* [Requirement]: What is needed is every line of the data that includes the word "below". Please copy each one.

[Natural-language object grounding data]
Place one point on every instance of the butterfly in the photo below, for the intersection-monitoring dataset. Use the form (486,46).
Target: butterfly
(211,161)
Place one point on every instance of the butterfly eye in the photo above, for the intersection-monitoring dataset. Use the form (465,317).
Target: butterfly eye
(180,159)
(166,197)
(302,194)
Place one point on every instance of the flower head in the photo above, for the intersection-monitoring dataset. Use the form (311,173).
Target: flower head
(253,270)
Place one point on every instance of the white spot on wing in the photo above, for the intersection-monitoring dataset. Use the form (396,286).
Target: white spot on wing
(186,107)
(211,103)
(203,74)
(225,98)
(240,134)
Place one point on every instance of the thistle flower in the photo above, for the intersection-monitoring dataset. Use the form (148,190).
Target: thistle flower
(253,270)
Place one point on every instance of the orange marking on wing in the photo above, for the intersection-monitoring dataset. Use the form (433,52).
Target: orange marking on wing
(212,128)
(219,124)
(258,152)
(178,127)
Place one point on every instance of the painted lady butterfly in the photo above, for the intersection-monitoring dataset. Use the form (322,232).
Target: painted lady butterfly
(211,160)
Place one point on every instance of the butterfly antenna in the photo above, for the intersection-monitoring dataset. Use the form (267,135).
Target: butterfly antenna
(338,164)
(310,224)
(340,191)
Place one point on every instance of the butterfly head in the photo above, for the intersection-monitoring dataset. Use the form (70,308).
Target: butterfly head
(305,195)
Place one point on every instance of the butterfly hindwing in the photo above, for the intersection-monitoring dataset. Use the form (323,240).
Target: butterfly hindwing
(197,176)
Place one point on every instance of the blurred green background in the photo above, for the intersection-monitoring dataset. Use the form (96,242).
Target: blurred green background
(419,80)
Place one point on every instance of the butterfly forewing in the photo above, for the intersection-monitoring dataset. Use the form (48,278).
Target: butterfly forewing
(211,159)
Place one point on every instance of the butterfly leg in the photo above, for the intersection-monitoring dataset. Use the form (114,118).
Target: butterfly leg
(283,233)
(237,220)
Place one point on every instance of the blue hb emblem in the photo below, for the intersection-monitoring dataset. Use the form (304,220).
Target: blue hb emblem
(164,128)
--
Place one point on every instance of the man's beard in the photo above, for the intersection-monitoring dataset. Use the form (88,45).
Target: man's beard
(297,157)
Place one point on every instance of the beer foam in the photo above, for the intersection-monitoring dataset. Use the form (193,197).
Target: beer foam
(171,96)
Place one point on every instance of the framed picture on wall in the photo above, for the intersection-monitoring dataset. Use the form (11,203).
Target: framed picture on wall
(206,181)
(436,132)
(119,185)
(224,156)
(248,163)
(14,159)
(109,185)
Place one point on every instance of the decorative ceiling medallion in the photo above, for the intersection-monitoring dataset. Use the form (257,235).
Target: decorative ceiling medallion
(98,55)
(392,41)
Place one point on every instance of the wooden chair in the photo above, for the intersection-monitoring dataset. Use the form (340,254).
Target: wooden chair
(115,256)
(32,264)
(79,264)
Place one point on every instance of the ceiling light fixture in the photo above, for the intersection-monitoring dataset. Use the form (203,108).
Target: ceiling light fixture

* [Output for this exercise]:
Place one point on every instance of the butterfly in the photo below, for the intersection-monitoring dataset. Use the form (486,46).
Place one point on every instance of the blue hb emblem in the photo below, for the intersection-monitoring dataset. Use the form (304,220).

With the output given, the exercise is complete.